• WRITTEN TASK: Can you continue the biographical passage below about John Peel's early jobs and first marriage, picking up after its last sentence?

After finishing his National Service in 1959 in the Royal Artillery as a B2 Radar Operator, he worked as a mill operative at Townhead Mill in Rochdale and travelled home each weekend to Heswall on a scooter borrowed from his sister. Whilst in Rochdale Monday to Friday he stayed in a bed and breakfast in the area of Milkstone Road and Drake Street. Peel was a vegetarian.
While working for the insurance company, he filed card programs for an early IBM 1410 computer (which led to his entry in Who's Who noting him as a former computer programmer), and he got his first radio job, albeit unpaid, working for WRR (AM) in Dallas. There, he presented the second hour of the Monday night programme Kat's Karavan, which was primarily hosted by the American singer & radio personality Jim Lowe. Following this, and as Beatlemania hit the United States, Peel got a job as the official Beatles correspondent with the Dallas radio station KLIF due to his connection to Liverpool. He later worked for KOMA in Oklahoma City, Oklahoma until 1965 when he moved to KMEN in San Bernardino, California, using the name John Ravencroft to present the breakfast show.
While in Dallas, in 1965, he married his first wife, Shirley Anne Milburn, in what Peel later described as a "mutual defence pact". The marriage was never happy and although she accompanied Peel back to Britain in 1967, they were soon separated. The divorce became final in 1973.

• DATASET EXTRACT:
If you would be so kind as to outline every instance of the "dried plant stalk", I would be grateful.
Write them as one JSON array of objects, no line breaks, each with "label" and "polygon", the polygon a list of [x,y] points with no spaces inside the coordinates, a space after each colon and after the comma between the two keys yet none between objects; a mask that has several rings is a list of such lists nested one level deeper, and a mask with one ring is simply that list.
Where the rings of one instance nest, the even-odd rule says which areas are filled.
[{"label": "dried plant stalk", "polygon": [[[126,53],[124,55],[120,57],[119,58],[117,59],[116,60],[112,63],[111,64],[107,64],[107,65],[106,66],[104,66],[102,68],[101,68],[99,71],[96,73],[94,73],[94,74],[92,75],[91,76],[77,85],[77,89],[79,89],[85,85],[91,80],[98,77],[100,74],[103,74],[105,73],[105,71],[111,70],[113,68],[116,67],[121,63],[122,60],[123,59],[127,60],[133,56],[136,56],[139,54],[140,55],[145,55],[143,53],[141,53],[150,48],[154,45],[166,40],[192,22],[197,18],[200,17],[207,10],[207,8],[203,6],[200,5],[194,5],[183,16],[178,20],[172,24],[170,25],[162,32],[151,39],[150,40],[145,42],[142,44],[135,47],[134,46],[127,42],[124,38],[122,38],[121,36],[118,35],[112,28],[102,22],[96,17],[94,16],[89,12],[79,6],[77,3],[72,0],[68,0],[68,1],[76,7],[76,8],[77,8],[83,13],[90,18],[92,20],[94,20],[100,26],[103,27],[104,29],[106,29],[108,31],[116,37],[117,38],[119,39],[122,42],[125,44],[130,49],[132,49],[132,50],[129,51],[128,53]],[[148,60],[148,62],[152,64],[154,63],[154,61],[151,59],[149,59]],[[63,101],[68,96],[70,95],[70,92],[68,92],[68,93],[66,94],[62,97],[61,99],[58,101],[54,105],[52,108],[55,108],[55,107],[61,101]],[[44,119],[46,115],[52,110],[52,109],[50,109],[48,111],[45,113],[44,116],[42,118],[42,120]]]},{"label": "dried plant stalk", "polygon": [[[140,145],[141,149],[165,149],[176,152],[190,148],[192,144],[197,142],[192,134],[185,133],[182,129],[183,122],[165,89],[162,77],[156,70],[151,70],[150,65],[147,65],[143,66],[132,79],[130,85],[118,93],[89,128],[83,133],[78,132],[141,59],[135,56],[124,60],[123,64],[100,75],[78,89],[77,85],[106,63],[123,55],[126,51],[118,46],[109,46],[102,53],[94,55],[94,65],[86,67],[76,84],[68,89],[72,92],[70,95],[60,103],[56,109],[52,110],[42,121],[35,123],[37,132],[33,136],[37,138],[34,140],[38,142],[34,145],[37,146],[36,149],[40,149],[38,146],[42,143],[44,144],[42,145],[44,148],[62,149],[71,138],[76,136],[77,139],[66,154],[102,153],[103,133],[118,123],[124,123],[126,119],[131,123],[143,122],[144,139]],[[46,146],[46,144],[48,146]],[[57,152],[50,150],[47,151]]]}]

• RESPONSE BELOW:
Peel's show was an outlet for the music of the UK underground scene. He played classic blues, folk music and psychedelic rock, with an emphasis on the new music emerging from Los Angeles and San Francisco. As important as the musical content of the programme was the personal—sometimes confessional—tone of Peel's presentation, and the listener participation it engendered. Underground events he had attended during his periods of shore leave, like the UFO Club and "The 14 Hour Technicolor Dream", together with causes célèbres like the drug "busts" of the Rolling Stones and John "Hoppy" Hopkins, were discussed between records. All this was far removed from Radio London's daytime format. Listeners sent Peel letters, poems, and records from their own collections, so that the programme became a vehicle for two-way communication; by the final week of Radio London he was receiving far more mail than any other DJ on the station.
After the closure of Radio London in 1967 Peel wrote a column under the title The Perfumed Garden for the underground newspaper the International Times (from autumn 1967 to mid-1969), in which he showed himself to be a committed, if critical, supporter of the ideals of the underground. A Perfumed Garden mailing list was set up by a group of keen listeners, which facilitated contacts and gave rise to numerous small-scale, local arts projects typical of the time, including the poetry magazine Sol.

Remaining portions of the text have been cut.